Problem to solve
Identify and copy every line of the material that contains the word "life", treating uppercase and lowercase letters as different.

Records for this task
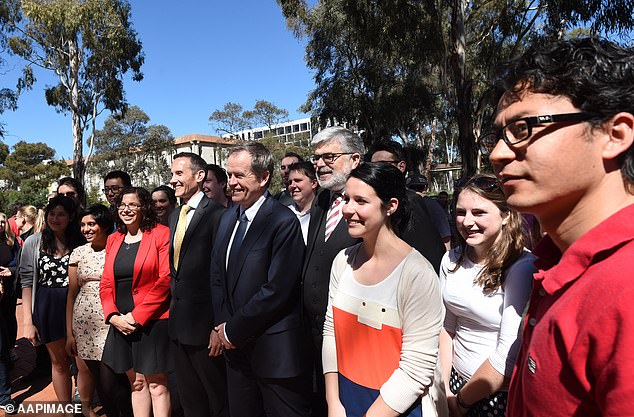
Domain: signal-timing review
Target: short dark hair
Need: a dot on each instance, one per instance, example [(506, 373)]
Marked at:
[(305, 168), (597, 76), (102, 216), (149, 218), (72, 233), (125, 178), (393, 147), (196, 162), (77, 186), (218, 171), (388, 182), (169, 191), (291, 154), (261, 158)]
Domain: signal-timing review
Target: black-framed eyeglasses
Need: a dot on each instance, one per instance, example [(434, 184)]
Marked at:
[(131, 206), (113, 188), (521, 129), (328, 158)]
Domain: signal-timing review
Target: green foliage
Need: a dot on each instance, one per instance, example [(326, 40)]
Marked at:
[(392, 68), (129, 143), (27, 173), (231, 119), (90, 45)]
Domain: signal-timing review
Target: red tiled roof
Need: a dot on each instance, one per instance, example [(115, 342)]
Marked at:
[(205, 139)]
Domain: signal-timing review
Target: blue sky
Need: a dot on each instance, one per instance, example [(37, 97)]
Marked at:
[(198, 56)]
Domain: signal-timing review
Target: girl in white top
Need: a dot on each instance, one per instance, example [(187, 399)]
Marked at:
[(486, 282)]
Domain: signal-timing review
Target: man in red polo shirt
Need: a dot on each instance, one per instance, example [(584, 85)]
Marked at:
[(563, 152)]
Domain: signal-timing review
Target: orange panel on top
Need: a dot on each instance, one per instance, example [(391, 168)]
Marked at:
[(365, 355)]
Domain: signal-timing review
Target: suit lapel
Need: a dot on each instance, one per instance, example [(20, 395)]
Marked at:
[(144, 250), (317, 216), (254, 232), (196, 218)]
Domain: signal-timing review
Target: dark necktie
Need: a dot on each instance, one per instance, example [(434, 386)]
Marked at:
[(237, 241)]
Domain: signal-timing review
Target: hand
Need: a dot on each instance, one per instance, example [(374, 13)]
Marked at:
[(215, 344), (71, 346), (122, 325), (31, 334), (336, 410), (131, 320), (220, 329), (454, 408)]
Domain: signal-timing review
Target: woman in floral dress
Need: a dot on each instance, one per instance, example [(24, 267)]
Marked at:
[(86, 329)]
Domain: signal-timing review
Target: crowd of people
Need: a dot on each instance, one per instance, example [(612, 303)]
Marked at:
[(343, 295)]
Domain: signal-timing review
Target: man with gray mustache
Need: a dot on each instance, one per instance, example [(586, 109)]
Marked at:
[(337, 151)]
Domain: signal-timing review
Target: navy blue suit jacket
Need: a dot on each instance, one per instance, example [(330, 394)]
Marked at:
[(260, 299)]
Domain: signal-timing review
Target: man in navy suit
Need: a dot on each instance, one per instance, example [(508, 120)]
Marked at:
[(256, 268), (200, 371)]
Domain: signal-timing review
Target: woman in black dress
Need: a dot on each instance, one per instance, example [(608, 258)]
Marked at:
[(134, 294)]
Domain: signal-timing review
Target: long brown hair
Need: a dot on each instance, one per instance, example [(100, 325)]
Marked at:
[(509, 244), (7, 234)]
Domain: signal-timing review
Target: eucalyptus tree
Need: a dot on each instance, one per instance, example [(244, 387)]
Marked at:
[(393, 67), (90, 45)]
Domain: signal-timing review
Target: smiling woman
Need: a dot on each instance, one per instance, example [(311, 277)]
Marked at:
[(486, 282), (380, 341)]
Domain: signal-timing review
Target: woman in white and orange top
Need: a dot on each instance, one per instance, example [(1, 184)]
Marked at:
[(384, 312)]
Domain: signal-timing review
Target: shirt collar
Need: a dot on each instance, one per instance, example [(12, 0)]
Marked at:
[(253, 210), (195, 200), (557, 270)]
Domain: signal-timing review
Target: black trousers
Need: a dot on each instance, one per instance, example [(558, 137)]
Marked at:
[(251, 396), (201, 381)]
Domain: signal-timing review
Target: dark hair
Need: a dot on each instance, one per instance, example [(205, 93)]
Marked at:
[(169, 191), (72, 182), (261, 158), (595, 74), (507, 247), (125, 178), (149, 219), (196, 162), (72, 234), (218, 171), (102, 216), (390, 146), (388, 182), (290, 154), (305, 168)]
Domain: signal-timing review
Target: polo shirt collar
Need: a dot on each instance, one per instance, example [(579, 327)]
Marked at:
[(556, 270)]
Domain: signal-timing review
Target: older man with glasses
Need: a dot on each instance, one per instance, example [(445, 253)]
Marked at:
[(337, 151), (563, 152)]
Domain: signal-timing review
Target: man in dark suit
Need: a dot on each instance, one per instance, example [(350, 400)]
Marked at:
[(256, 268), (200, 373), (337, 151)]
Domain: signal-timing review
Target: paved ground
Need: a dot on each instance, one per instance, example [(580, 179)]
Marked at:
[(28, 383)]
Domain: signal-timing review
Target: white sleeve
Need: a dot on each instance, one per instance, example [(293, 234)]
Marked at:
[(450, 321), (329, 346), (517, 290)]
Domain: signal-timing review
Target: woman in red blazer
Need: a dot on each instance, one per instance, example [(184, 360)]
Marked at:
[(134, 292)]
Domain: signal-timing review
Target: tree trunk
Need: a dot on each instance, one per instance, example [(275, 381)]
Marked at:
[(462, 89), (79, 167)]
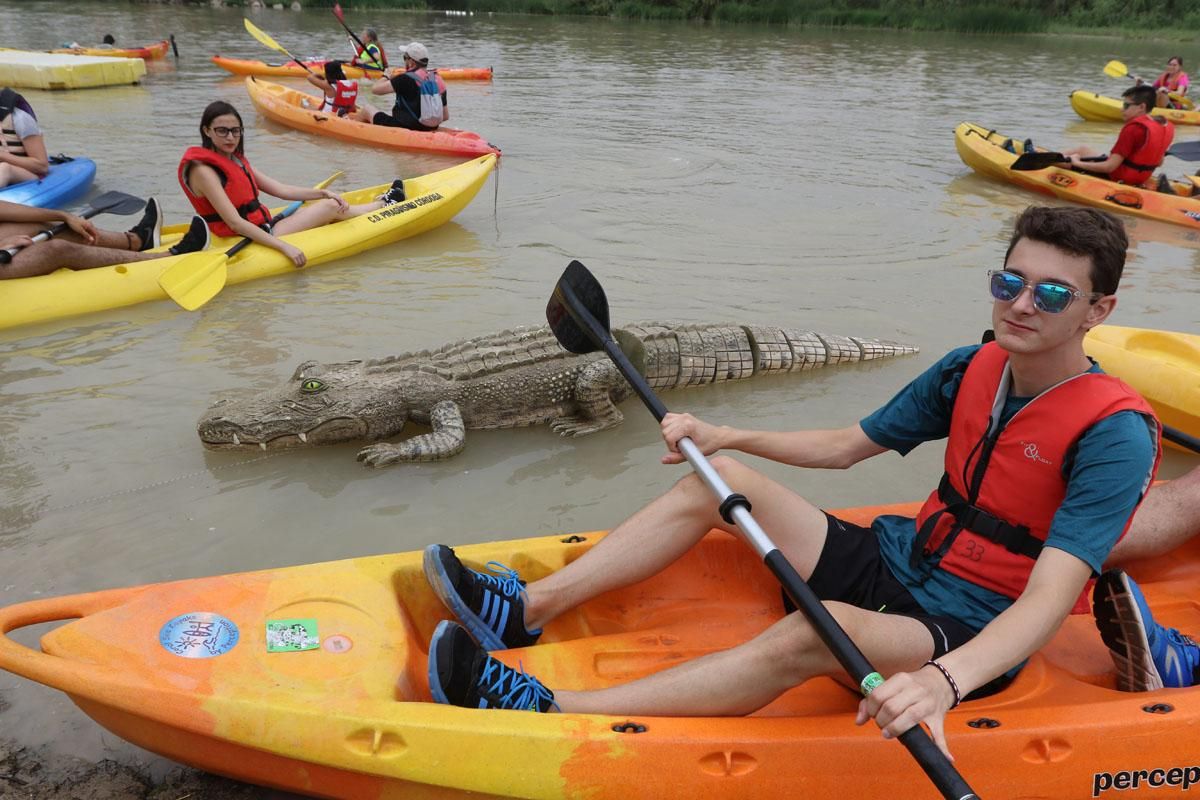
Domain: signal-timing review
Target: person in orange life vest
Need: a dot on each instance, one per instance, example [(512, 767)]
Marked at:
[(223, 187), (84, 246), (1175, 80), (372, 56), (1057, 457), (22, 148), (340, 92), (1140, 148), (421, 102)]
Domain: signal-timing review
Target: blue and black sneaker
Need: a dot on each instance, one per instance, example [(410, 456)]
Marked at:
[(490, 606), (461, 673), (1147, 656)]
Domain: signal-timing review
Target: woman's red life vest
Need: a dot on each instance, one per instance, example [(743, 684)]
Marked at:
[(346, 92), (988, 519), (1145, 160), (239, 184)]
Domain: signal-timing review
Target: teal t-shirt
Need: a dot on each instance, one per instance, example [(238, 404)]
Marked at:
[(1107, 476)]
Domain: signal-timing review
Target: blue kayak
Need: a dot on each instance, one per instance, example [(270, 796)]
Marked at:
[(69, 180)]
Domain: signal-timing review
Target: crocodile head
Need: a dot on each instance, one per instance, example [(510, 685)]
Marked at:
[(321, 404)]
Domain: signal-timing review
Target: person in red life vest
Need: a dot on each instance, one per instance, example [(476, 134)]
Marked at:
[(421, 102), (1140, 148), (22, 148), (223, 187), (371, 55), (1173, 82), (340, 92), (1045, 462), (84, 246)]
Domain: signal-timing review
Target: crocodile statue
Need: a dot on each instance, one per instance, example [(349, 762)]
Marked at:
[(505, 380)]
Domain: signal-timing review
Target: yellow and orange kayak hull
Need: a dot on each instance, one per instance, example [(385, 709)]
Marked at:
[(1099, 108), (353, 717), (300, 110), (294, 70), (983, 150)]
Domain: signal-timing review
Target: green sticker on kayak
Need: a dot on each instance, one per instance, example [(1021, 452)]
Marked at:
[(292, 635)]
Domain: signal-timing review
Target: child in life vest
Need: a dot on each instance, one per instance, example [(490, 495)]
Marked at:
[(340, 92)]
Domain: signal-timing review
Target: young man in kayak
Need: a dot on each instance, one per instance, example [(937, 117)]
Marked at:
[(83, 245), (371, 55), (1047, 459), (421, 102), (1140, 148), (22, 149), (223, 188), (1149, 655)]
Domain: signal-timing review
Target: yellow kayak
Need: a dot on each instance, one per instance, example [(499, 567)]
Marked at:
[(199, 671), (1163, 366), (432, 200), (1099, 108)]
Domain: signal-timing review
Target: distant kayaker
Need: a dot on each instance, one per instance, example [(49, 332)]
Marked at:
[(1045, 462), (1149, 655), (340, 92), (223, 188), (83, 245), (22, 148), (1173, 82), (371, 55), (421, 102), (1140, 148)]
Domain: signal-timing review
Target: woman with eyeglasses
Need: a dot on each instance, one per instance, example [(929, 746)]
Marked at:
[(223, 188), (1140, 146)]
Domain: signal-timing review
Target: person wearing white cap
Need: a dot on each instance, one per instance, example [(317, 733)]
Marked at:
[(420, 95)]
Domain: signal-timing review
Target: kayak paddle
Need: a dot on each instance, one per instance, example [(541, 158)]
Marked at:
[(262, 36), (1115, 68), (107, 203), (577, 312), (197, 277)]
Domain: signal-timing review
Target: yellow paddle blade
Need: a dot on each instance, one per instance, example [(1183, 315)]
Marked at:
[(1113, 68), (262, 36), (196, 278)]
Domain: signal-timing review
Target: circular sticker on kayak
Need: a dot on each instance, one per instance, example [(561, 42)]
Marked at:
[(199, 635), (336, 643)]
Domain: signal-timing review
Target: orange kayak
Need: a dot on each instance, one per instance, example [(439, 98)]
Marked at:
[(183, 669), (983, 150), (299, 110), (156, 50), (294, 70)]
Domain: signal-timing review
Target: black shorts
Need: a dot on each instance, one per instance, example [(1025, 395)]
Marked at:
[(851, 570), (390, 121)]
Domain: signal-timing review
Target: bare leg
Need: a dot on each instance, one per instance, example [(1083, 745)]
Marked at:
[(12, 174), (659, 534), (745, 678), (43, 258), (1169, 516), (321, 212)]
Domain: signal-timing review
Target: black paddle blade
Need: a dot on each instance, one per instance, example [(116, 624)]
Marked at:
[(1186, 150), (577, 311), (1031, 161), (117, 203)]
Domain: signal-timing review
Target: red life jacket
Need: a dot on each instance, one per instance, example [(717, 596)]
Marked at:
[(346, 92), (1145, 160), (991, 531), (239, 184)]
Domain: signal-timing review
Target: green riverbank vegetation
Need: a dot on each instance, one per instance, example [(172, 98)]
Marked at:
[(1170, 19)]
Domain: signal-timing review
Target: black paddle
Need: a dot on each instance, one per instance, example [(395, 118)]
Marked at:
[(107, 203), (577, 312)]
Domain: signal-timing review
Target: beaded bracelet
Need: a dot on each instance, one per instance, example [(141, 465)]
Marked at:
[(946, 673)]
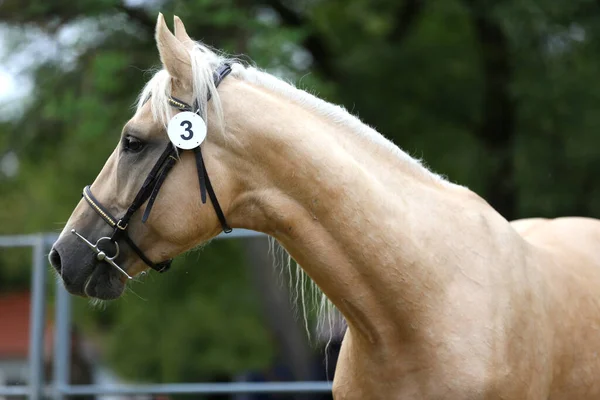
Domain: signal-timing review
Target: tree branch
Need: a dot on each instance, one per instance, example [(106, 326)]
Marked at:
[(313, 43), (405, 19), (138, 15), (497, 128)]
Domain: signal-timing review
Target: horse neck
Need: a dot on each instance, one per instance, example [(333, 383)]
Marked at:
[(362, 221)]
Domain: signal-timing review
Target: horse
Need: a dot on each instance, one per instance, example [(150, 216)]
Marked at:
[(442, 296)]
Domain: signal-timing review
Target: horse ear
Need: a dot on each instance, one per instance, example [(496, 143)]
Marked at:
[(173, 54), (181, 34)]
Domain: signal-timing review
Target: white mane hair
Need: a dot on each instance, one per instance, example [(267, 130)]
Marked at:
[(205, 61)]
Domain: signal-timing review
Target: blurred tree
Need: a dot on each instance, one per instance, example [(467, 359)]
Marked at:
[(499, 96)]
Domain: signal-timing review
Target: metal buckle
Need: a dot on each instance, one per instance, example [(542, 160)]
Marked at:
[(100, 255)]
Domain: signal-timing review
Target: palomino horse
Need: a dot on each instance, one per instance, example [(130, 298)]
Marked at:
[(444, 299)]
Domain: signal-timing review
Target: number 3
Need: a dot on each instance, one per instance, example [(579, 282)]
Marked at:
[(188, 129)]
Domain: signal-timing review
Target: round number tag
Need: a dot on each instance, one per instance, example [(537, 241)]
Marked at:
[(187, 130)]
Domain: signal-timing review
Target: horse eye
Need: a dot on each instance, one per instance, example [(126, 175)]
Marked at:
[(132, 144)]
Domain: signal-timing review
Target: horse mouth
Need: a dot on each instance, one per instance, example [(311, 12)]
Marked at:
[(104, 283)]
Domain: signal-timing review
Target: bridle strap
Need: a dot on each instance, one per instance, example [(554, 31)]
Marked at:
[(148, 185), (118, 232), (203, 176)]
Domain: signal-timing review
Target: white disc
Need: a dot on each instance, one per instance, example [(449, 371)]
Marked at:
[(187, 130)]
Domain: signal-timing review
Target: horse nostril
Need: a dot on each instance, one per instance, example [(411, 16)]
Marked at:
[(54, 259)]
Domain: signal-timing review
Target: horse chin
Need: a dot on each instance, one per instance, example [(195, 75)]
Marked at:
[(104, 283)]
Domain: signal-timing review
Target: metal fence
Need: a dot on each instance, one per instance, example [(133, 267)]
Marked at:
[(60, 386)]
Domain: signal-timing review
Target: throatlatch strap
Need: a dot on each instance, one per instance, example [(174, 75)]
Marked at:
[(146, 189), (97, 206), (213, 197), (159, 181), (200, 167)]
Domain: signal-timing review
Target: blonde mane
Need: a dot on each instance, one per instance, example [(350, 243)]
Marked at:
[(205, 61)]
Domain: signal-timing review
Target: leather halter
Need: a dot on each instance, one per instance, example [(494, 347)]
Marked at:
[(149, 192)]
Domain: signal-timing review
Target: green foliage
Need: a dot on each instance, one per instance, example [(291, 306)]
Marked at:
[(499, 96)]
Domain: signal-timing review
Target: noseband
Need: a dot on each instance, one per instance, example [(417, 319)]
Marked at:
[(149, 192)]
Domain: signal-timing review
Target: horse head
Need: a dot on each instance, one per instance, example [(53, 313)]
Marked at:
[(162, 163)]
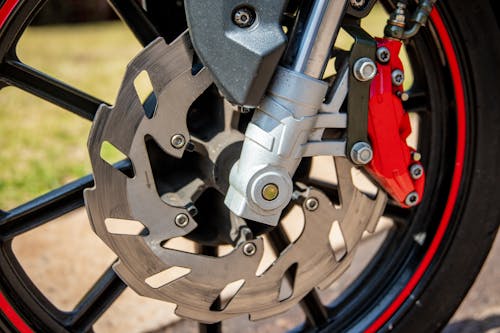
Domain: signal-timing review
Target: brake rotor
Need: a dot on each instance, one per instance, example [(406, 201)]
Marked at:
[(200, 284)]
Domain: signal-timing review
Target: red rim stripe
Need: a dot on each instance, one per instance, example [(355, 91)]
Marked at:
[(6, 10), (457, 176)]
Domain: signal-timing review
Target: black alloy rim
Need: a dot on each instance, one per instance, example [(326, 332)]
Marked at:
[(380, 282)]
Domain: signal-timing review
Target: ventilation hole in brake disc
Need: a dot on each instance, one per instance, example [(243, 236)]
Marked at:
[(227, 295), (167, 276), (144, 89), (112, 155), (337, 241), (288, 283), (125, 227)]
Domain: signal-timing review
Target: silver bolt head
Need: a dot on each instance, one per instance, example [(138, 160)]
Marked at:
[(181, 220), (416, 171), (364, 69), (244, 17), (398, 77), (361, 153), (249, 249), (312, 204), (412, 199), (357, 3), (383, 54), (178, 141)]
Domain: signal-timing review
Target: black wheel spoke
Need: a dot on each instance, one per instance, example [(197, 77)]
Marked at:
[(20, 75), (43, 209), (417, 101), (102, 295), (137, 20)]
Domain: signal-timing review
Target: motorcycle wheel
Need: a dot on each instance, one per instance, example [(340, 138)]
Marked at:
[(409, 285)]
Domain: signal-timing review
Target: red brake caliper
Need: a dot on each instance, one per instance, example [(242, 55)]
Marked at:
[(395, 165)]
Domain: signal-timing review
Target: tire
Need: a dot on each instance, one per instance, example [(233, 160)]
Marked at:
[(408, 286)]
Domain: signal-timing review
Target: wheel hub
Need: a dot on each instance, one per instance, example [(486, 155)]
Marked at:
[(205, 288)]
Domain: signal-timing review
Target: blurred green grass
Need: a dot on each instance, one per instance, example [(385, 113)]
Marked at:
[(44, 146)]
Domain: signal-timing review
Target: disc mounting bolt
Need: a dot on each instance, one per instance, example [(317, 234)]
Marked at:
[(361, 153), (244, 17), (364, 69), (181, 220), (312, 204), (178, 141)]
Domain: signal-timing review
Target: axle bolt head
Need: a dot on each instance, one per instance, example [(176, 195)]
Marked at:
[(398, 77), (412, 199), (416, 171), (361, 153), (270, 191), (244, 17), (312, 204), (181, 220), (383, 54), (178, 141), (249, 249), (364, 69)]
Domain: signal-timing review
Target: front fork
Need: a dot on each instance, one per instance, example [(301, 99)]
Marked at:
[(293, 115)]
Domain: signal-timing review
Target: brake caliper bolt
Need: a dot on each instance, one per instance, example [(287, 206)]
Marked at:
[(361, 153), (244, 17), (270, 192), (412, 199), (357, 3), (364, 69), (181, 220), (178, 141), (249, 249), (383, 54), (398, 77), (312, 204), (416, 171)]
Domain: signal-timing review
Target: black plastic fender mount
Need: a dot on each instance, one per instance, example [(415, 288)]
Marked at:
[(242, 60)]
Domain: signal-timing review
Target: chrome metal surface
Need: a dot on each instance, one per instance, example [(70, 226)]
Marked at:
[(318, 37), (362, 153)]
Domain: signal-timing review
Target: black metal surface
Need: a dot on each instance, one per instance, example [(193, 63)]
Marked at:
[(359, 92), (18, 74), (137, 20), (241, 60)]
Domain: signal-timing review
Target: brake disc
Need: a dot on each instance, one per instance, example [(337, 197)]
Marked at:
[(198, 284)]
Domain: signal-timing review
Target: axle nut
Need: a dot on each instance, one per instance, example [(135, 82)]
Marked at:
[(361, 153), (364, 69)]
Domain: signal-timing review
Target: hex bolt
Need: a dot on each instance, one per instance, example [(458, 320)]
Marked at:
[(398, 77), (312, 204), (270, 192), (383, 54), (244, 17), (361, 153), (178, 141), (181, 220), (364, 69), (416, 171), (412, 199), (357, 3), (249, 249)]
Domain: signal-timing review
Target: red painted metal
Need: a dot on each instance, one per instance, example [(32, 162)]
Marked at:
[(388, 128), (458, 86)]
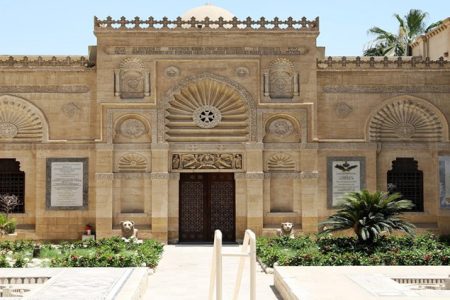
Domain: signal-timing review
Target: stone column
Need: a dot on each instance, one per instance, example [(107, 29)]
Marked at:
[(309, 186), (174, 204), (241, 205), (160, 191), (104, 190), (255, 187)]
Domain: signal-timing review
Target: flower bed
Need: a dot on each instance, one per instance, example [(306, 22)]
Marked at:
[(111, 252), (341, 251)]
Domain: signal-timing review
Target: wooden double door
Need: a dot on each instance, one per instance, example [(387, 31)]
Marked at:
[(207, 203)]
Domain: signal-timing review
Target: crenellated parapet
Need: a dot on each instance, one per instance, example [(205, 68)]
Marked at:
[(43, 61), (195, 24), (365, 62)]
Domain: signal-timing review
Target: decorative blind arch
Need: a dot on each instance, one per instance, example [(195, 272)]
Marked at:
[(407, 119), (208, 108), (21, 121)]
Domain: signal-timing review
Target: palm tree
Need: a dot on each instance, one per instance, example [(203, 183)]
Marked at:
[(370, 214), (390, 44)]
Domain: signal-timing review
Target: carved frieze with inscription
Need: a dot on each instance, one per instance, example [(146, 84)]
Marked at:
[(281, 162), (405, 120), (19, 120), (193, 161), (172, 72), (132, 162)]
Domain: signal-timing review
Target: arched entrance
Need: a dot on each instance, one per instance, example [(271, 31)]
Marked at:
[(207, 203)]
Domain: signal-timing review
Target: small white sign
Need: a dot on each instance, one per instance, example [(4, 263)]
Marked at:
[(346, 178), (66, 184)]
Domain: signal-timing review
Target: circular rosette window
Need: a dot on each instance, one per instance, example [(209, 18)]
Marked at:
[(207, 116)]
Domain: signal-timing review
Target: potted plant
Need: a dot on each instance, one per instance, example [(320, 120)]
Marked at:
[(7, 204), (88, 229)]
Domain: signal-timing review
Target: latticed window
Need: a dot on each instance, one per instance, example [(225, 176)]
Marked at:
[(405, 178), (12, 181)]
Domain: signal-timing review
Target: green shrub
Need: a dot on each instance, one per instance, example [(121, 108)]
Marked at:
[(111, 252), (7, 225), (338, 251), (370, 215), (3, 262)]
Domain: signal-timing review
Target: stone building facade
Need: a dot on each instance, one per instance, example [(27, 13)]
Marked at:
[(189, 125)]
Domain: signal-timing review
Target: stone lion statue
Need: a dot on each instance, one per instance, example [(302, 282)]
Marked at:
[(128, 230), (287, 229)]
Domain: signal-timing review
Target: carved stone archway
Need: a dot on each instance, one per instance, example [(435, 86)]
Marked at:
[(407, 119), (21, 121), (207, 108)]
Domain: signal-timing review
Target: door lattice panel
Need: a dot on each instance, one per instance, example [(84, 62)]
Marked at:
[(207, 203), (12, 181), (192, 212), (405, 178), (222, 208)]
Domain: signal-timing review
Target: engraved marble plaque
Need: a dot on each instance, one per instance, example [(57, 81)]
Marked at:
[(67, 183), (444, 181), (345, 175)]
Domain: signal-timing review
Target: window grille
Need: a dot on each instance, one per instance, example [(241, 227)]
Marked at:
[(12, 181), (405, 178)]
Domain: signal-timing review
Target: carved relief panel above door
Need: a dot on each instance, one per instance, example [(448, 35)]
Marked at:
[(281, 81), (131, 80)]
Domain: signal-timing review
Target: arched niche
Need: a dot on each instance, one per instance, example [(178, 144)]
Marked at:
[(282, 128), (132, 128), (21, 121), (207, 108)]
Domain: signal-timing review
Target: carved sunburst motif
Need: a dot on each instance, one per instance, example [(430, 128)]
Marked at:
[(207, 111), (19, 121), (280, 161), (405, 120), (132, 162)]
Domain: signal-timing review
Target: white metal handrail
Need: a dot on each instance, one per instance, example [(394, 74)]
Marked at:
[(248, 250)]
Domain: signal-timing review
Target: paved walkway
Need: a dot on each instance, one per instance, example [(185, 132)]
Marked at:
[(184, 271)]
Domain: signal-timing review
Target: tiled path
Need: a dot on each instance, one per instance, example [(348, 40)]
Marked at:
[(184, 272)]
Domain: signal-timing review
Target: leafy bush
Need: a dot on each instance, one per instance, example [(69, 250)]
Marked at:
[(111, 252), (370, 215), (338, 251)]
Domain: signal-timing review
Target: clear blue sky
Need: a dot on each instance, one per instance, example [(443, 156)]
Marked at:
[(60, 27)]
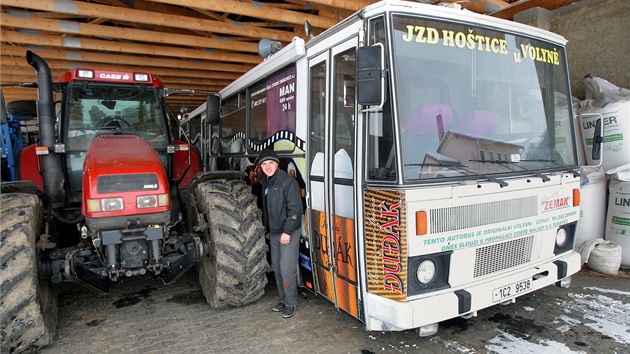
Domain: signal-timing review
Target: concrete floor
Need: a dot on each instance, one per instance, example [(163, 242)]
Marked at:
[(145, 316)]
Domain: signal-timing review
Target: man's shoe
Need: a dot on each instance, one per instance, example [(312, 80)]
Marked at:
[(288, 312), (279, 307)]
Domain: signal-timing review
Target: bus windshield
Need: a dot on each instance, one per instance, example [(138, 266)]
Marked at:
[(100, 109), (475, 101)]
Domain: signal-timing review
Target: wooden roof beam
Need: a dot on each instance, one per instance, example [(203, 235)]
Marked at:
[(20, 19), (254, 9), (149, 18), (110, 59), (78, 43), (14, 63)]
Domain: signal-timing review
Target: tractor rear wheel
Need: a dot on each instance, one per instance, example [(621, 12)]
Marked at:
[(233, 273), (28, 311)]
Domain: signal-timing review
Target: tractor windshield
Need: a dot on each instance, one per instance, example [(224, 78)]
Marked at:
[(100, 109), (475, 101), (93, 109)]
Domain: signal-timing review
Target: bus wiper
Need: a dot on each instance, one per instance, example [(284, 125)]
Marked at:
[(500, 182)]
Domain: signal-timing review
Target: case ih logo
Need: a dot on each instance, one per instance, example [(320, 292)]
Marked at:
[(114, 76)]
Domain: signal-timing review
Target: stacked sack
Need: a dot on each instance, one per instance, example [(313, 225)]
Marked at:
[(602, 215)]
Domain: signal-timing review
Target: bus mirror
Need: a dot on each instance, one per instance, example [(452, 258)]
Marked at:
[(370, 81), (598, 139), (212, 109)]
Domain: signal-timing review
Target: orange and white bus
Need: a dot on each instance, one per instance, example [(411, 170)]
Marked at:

Response below
Target: person in orange life vest
Target: woman's red life vest
Target: person in red life vest
Target: child in life vest
Target: red life jacket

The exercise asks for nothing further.